Continue the bug-report thread about the rpm database failing after a yum process was killed with kill -9, starting right after its final sentence.

-- Start of Page text --

Description of problem: I've run 'yum info' command (see more details below) under high disk load and decided to kill it before waiting for results. It didn't die quickly after simple kill, so I've made kill -9 and yum left rpm database in bad state. Version-Release number of selected component (if applicable): yum-3.2.25-1.fc12.noarch, rpm-4.7.2-1.fc12.i686 How reproducible: Unknown, not willing to try that again on my working system. Steps to Reproduce: 1. Run a background process with high disk load (in my case it was k3b starting to burn a dvd). 2. Here is my session console log, use it as a guide to reproduce the problem. [root@abbot ~]# yum info -C zeroinstall-injector zerofree pangzero Loaded plugins: fastestmirror, presto, refresh-packagekit ^C^C^Z [1]+ Stopped yum info -C zeroinstall-injector zerofree pangzero [root@abbot ~]# kill %1 [1]+ Stopped yum info -C zeroinstall-injector zerofree pangzero [root@abbot ~]# [root@abbot ~]# [root@abbot ~]# fg yum info -C zeroinstall-injector zerofree pangzero ^Z [1]+ Stopped yum info -C zeroinstall-injector zerofree pangzero [root@abbot ~]# kill %1 [1]+ Stopped yum info -C zeroinstall-injector zerofree pangzero [root@abbot ~]# [root@abbot ~]# [root@abbot ~]# kill -9 %1 [root@abbot ~]# kill -9 %1 -bash: kill: (16712) - No such process [1]+ Killed yum info -C zeroinstall-injector zerofree pangzero [root@abbot ~]# yum info -C zeroinstall-injector zerofree pangzero rpmdb: Thread/process 16712/3079165632 failed: Thread died in Berkeley DB library error: db4 error(-30974) from dbenv->failchk: DB_RUNRECOVERY: Fatal error, run database recovery error: cannot open Packages index using db3 - (-30974) error: cannot open Packages database in /var/lib/rpm CRITICAL:yum.main: Error: rpmdb open failed [root@abbot ~]# yum info -C zeroinstall-injector zerofree pangzero rpmdb: Thread/process 16712/3079165632 failed: Thread died in Berkeley DB library error: db4 error(-30974) from dbenv->failchk: DB_RUNRECOVERY: Fatal error, run database recovery error: cannot open Packages index using db3 - (-30974) error: cannot open Packages database in /var/lib/rpm CRITICAL:yum.main: Error: rpmdb open failed Actual results: Corrupt rpmdb Expected results: Working rpmdb Additional info: Why on earth does yum go to the rpmdb if I simply run 'yum info' command. Shouldn't it just use it's own caches in this case? I was able to fix the problem by running these commands: cd /var/lib/rpm db_recover
This isn't rpmdb corruption, it's just BDB saying the previous access died in an uncontrolled manner while inside BDB code, which is a condition that isn't automatically cleared (whereas dying in application code while holding a read-only lock is automatically handled these days). Rpm is blocking the signals for a reason here: safe access - even read-only - in a concurrent setup such as the rpmdb requires locking. Bad things happening when you kill -9 a process while its blocking signals to protect critical sections is not a bug.

-- End of Page text --
-- Start of Data extract --

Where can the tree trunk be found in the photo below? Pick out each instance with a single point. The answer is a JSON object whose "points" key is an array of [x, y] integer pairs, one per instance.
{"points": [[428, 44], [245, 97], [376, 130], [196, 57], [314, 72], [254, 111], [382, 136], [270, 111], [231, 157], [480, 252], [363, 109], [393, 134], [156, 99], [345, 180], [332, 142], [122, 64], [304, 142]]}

-- End of Data extract --

Solved exercise
Well, from the user point of view it is a bug. You run a program, you kill it, and next time you try to install anything you need to bring out a geeky console and enter some cryptic magic running from root. If it is that safe to fix, either yum or rpm should autofix this.
(In reply to comment #1) > Rpm is blocking the signals for a reason here: safe access - even read-only - > in a concurrent setup such as the rpmdb requires locking. Bad things happening > when you kill -9 a process while its blocking signals to protect critical > sections is not a bug. That's why POSIX provides fcntl locks that are cleaned up automatically when the process is killed. So, use them.
Re comment #3: Lockes are used to serialize changes. The corollary to choosing locks that magically evaporate on abnormal (like kill -9) termination is that whatever inconsistencies/serialization MUST be dealt with. The existence (or "stale lock" cleanup on process termination) is hardly the issue. "Use fcntl locks!" is hardly a panacea; in fact its a useless piece of FUD.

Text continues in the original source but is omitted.